_Task to carry out_
Every line below between the one holding "Phrase: wall sign" and the one holding "573, row 218.", inclusive, should be copied exactly, and no other line.

[Data provided — start]

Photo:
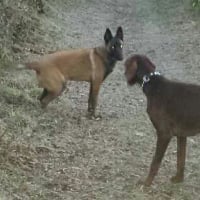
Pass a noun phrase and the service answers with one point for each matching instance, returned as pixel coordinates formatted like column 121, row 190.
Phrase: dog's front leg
column 161, row 146
column 92, row 101
column 181, row 153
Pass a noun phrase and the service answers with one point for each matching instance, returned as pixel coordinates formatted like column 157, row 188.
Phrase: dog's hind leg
column 161, row 146
column 92, row 101
column 181, row 154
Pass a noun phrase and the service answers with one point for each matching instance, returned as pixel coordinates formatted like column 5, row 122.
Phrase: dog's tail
column 31, row 66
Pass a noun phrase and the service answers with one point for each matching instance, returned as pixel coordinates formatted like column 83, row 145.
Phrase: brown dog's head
column 114, row 45
column 136, row 67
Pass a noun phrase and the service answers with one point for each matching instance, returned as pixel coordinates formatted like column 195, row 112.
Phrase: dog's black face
column 114, row 45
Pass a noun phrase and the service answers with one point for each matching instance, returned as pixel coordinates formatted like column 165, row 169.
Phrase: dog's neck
column 108, row 60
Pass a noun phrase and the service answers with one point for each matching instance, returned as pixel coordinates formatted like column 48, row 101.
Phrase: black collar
column 146, row 78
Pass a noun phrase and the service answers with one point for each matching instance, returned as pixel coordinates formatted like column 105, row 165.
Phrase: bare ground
column 59, row 153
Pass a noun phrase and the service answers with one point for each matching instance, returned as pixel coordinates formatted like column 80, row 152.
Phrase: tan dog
column 91, row 65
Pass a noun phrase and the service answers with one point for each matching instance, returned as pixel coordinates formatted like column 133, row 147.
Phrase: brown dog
column 91, row 65
column 173, row 108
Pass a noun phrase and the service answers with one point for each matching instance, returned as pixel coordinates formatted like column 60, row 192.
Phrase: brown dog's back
column 54, row 69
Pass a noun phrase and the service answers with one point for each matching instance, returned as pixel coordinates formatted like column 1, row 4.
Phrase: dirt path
column 71, row 157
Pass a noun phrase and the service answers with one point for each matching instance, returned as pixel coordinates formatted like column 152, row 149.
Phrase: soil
column 60, row 154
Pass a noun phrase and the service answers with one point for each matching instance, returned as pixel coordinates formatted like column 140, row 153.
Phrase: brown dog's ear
column 108, row 36
column 130, row 71
column 119, row 33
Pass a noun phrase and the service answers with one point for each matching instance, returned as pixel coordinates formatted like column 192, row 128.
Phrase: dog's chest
column 109, row 66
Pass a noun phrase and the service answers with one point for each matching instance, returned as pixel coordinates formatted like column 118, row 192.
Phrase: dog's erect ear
column 119, row 33
column 108, row 36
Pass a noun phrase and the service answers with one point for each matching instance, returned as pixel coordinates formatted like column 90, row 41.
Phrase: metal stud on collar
column 146, row 78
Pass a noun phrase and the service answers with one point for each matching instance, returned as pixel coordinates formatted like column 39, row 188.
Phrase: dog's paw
column 177, row 179
column 94, row 117
column 144, row 183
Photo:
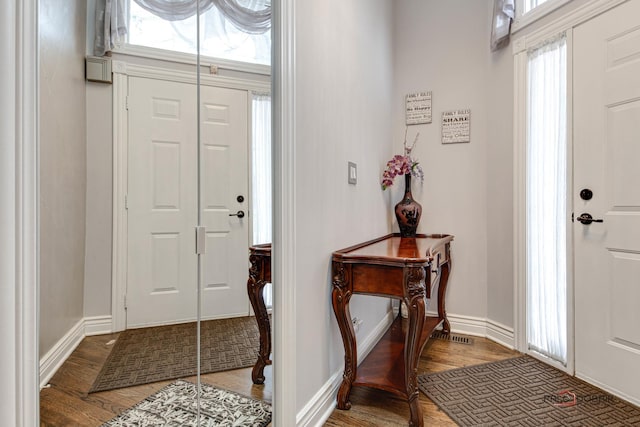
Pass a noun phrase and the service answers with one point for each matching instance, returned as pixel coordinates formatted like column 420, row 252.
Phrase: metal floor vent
column 439, row 335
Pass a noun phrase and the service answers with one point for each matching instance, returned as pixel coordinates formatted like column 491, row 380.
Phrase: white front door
column 162, row 202
column 607, row 162
column 225, row 187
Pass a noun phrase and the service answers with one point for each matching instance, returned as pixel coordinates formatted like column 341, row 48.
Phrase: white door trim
column 284, row 218
column 121, row 73
column 19, row 213
column 563, row 23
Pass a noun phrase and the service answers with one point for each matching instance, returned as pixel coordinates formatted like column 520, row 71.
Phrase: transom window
column 529, row 11
column 218, row 37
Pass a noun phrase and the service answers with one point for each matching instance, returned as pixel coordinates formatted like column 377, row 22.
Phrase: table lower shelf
column 384, row 367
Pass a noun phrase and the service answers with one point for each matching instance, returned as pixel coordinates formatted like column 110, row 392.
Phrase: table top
column 393, row 248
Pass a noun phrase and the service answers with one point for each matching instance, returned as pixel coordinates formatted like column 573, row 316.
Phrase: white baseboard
column 51, row 362
column 479, row 327
column 319, row 408
column 501, row 334
column 88, row 326
column 97, row 325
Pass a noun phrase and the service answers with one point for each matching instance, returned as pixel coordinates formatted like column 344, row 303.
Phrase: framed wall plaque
column 456, row 126
column 418, row 108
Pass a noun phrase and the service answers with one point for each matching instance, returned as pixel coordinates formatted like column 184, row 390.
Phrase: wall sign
column 456, row 126
column 418, row 108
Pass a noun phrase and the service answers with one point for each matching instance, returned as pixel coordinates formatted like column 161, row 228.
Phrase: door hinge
column 201, row 235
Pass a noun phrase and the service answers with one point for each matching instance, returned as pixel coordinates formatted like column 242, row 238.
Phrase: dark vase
column 408, row 211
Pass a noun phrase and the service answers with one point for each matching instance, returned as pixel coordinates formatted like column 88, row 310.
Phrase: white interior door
column 607, row 162
column 225, row 199
column 162, row 202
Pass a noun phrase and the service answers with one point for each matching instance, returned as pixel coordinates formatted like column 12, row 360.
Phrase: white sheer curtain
column 249, row 16
column 261, row 169
column 261, row 177
column 111, row 25
column 532, row 4
column 503, row 15
column 547, row 200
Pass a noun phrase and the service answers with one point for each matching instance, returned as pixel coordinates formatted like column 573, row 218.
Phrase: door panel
column 162, row 202
column 161, row 277
column 224, row 134
column 606, row 153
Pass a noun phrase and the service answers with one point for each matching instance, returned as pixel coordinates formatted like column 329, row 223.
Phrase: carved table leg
column 442, row 290
column 340, row 297
column 255, row 287
column 415, row 300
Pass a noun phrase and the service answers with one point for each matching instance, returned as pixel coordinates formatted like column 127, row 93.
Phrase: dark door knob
column 586, row 194
column 239, row 214
column 587, row 219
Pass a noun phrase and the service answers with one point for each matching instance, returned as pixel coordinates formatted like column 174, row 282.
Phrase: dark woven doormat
column 523, row 392
column 147, row 355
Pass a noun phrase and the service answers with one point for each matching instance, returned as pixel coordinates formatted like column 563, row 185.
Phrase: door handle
column 587, row 219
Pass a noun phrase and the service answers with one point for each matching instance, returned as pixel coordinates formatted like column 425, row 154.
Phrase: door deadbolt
column 586, row 194
column 239, row 214
column 587, row 219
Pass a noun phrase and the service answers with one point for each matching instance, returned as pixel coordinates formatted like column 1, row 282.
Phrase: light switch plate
column 353, row 173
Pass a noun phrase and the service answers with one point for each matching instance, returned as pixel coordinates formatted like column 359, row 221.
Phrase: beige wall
column 62, row 167
column 444, row 47
column 343, row 113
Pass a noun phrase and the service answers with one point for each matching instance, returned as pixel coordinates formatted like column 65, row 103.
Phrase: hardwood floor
column 66, row 402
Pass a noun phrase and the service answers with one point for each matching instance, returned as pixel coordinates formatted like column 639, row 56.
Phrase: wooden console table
column 400, row 268
column 259, row 276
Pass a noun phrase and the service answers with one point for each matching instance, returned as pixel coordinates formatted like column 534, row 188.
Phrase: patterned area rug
column 523, row 392
column 176, row 405
column 147, row 355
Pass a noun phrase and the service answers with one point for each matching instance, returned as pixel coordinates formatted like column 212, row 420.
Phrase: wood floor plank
column 67, row 403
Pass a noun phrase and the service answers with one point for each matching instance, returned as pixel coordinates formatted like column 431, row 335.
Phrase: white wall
column 444, row 47
column 343, row 113
column 62, row 167
column 98, row 243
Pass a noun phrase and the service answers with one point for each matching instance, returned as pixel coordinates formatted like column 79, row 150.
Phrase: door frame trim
column 19, row 213
column 121, row 72
column 284, row 216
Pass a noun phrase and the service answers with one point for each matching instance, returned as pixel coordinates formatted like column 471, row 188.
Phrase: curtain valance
column 249, row 16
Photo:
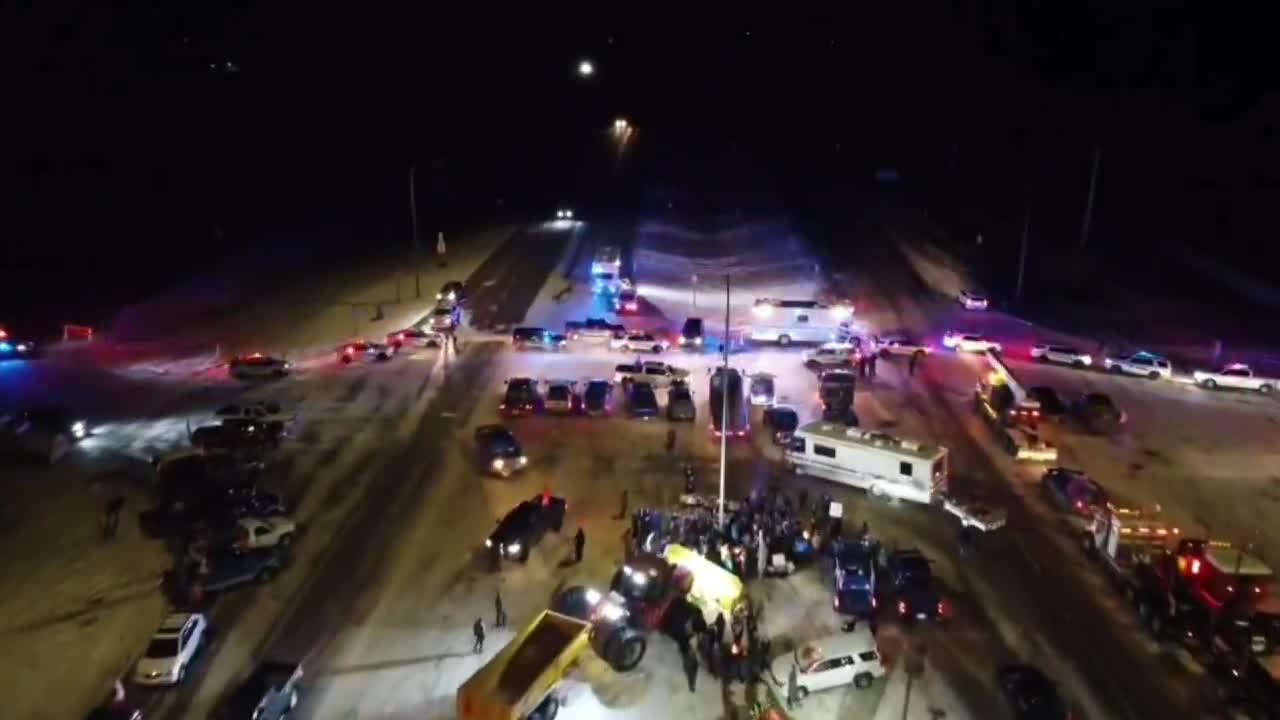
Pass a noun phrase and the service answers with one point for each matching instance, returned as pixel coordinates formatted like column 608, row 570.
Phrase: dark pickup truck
column 526, row 524
column 593, row 327
column 227, row 570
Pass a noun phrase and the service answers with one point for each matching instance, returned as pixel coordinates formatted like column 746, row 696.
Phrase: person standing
column 112, row 519
column 690, row 668
column 478, row 630
column 579, row 543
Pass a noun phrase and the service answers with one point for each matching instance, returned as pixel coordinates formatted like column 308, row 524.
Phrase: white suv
column 1146, row 364
column 972, row 300
column 1061, row 354
column 833, row 661
column 172, row 650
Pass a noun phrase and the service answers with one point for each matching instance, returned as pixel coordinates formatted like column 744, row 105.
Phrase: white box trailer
column 798, row 320
column 878, row 463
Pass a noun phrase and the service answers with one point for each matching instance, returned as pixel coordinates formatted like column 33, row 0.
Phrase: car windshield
column 163, row 647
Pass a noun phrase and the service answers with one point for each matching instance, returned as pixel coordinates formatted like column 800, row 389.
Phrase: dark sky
column 145, row 130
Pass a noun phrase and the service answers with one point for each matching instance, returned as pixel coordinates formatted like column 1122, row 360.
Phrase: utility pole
column 1022, row 255
column 1088, row 204
column 725, row 406
column 414, row 244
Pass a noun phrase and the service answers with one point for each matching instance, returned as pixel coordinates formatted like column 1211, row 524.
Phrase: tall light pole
column 414, row 242
column 1088, row 204
column 725, row 406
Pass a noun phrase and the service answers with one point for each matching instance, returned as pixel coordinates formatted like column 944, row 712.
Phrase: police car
column 970, row 300
column 364, row 350
column 1146, row 364
column 257, row 365
column 969, row 342
column 14, row 349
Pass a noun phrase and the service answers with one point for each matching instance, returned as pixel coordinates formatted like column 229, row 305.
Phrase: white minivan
column 832, row 661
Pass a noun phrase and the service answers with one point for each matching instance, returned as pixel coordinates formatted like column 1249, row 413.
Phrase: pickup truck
column 593, row 328
column 656, row 373
column 1237, row 376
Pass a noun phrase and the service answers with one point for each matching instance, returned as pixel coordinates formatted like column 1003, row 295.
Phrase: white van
column 832, row 661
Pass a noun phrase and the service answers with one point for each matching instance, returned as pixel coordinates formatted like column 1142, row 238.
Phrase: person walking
column 478, row 630
column 112, row 518
column 622, row 506
column 579, row 543
column 690, row 661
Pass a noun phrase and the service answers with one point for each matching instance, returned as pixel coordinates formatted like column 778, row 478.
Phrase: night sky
column 155, row 142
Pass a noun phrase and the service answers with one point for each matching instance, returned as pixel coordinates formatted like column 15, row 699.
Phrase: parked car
column 562, row 397
column 1144, row 364
column 257, row 365
column 641, row 401
column 691, row 335
column 498, row 451
column 520, row 529
column 1061, row 354
column 1073, row 491
column 833, row 661
column 1031, row 695
column 680, row 404
column 172, row 650
column 598, row 397
column 970, row 300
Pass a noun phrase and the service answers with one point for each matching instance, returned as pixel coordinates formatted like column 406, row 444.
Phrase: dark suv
column 691, row 335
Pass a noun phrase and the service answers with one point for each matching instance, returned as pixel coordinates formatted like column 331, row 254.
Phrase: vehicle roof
column 878, row 441
column 860, row 639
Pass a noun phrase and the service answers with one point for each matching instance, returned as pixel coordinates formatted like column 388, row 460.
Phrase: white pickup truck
column 658, row 374
column 1235, row 376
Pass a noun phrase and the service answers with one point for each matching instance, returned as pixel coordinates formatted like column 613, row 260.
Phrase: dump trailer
column 519, row 683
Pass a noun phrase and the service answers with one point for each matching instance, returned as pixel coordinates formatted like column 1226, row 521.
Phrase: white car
column 415, row 337
column 970, row 300
column 1235, row 376
column 1063, row 355
column 172, row 650
column 254, row 533
column 257, row 365
column 833, row 661
column 900, row 343
column 969, row 342
column 1146, row 364
column 639, row 342
column 260, row 411
column 832, row 354
column 444, row 319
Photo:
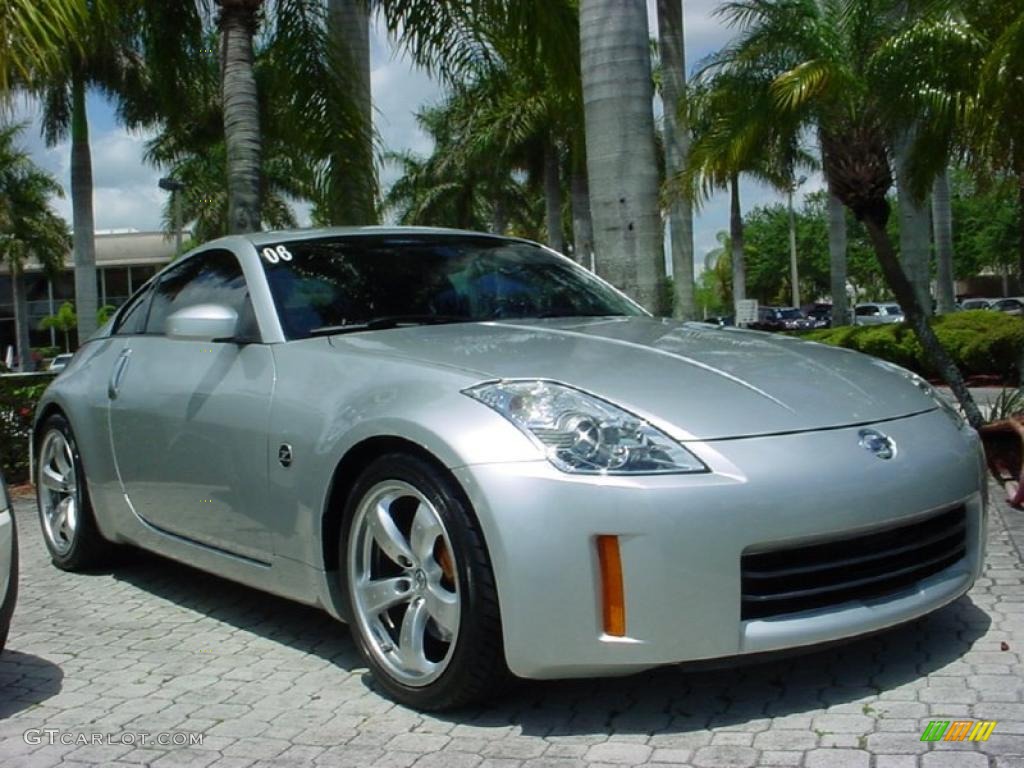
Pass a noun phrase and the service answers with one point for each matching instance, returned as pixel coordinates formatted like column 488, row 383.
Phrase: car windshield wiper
column 393, row 321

[Data provided — finish]

_Solution for this task_
Phrase: wall sign
column 456, row 126
column 418, row 108
Pass a noun phrase and the service answers with one point for each matching instance, returned as pixel coordinates formatted like column 161, row 228.
Phrase: door hinge
column 201, row 235
Pass a noun phrase and the service answers with one point for each matching instance, returned as pixel coordinates formatted like column 242, row 238.
Phrase: dark vase
column 408, row 211
Pass a noun phrase and the service answers with one point for each matching instance, returned as pixel coordinates formatted like column 88, row 310.
Phrase: white interior door
column 607, row 162
column 225, row 199
column 162, row 202
Pass a noun phrase and the service answers with one point for each matching instance, returned as pixel coordinates formatted like column 12, row 360.
Phrase: white sheer curtain
column 249, row 16
column 261, row 169
column 261, row 177
column 111, row 25
column 532, row 4
column 503, row 15
column 547, row 200
Pass a noun phrase and the service answers with one point for each matching instance, returned as pixel coordinates formatted like column 573, row 218.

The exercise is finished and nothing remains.